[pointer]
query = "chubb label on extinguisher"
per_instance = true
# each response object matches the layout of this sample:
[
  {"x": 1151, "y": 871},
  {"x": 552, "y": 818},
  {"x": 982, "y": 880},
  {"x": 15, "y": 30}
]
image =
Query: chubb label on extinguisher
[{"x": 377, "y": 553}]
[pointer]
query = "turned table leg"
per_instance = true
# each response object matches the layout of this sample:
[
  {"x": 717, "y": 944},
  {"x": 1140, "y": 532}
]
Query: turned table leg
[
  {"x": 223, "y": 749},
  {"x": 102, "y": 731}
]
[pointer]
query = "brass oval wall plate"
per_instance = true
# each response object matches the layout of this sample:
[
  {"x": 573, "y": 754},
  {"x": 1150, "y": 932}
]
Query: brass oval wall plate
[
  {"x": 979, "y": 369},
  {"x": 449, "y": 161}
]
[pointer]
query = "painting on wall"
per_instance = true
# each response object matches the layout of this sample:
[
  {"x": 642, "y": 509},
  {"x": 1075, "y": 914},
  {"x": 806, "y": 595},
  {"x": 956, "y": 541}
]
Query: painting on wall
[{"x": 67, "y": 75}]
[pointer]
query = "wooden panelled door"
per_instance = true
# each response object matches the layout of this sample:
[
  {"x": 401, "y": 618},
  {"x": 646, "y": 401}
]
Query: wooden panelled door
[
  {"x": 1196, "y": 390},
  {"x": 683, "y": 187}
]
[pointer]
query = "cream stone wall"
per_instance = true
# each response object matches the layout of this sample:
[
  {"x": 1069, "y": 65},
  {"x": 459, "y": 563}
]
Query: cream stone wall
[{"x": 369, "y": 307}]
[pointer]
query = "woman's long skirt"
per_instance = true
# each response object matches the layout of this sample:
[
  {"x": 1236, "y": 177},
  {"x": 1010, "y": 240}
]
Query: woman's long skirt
• • • •
Given task:
Copy every line of the material, please, keeping it exactly the same.

Finished task:
[pointer]
query = "chubb label on extinguisher"
per_instance = true
# each response object matches the layout of this sample:
[
  {"x": 1151, "y": 871},
  {"x": 552, "y": 818},
  {"x": 982, "y": 880},
  {"x": 15, "y": 30}
]
image =
Query: chubb label on extinguisher
[{"x": 377, "y": 553}]
[pointer]
query = "turned table leg"
per_instance = true
# each response object matches the layout of this sample:
[
  {"x": 717, "y": 944},
  {"x": 1140, "y": 532}
]
Query: turned table leg
[
  {"x": 223, "y": 749},
  {"x": 102, "y": 731}
]
[pointer]
query = "brass oval wall plate"
per_instance = true
# each response object matches the layout of this sample:
[
  {"x": 573, "y": 754},
  {"x": 1150, "y": 932}
]
Query: brass oval wall plate
[
  {"x": 979, "y": 369},
  {"x": 449, "y": 161}
]
[pointer]
query = "painting on wall"
per_instance = true
# each response object matches the layout of this sample:
[
  {"x": 642, "y": 509},
  {"x": 1075, "y": 914},
  {"x": 806, "y": 595},
  {"x": 956, "y": 541}
]
Query: painting on wall
[{"x": 67, "y": 75}]
[pointer]
query = "wooden panelled door"
per_instance = true
# each response object matches the layout of this sample:
[
  {"x": 401, "y": 618},
  {"x": 646, "y": 401}
]
Query: wooden panelled door
[
  {"x": 1196, "y": 390},
  {"x": 683, "y": 187}
]
[pointer]
query = "cream stone wall"
per_instance = true
# each response object matches the layout of this sample:
[
  {"x": 1069, "y": 65},
  {"x": 459, "y": 563}
]
Query: cream stone wall
[{"x": 369, "y": 307}]
[pointer]
query = "woman's long skirt"
per_instance = true
# each response object matches the layout of this sample:
[
  {"x": 1236, "y": 177},
  {"x": 1010, "y": 240}
]
Query: woman's long skirt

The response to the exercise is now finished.